STATED EXERCISE:
Please scale the rows below, starting with the line containing "Pest-scouting request: point out the built-in" and going on through the last line of the rows, and give only those lines. Repeat each one, requests included, with every point coordinate in the answers multiplied by 0.2 and rounded to a whole number, halves rounded up.
════
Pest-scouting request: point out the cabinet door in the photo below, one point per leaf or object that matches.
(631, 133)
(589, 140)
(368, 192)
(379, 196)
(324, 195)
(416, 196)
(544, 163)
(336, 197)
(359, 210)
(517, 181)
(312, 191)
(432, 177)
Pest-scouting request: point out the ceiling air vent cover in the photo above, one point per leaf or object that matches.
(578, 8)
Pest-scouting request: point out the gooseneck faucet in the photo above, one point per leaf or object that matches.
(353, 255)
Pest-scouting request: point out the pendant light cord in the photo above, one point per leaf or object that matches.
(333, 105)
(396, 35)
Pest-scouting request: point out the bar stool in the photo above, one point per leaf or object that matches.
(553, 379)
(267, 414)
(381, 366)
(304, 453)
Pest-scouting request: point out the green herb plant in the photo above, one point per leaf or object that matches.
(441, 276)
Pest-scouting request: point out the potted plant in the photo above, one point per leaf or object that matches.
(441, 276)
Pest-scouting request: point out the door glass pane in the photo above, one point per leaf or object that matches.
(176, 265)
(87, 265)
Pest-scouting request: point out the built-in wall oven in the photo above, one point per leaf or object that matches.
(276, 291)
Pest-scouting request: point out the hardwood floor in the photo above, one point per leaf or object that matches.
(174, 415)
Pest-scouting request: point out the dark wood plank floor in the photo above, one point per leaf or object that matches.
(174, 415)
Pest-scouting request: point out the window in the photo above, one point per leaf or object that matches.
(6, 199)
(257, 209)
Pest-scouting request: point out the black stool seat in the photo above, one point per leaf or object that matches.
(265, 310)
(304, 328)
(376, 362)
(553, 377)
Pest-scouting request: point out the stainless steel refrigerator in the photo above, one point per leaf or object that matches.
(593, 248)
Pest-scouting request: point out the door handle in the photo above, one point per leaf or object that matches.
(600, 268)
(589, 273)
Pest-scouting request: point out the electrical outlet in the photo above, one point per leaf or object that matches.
════
RESPONSE TO THE TASK:
Pest-scouting request: point out the built-in wall oven in the photo above, one point per leaf or object that matches.
(55, 58)
Pest-scouting request: point out the hardwood floor in the photo above, one point per leaf or object that matches.
(35, 83)
Pest-scouting request: point out the dark wood plank floor in the photo above, one point per leaf or object that matches.
(35, 83)
Pest-scouting request: point out the window in the photo above, one point per leaf or object that matches.
(1, 40)
(51, 42)
Pest-scouting request: point out the black stool seat in the photo above, one point per leaf or object that matches.
(53, 62)
(61, 66)
(75, 72)
(111, 75)
Pest-scouting request: point out the stainless steel refrigerator in the photo above, one point per leaf or object that matches.
(119, 50)
Pest-scouting request: point out the door handle in the photo above, one point per leaf or object that matches.
(120, 54)
(118, 55)
Pest-scouting request: point out the electrical outlet in the photo above, one point per leaf or object that matches.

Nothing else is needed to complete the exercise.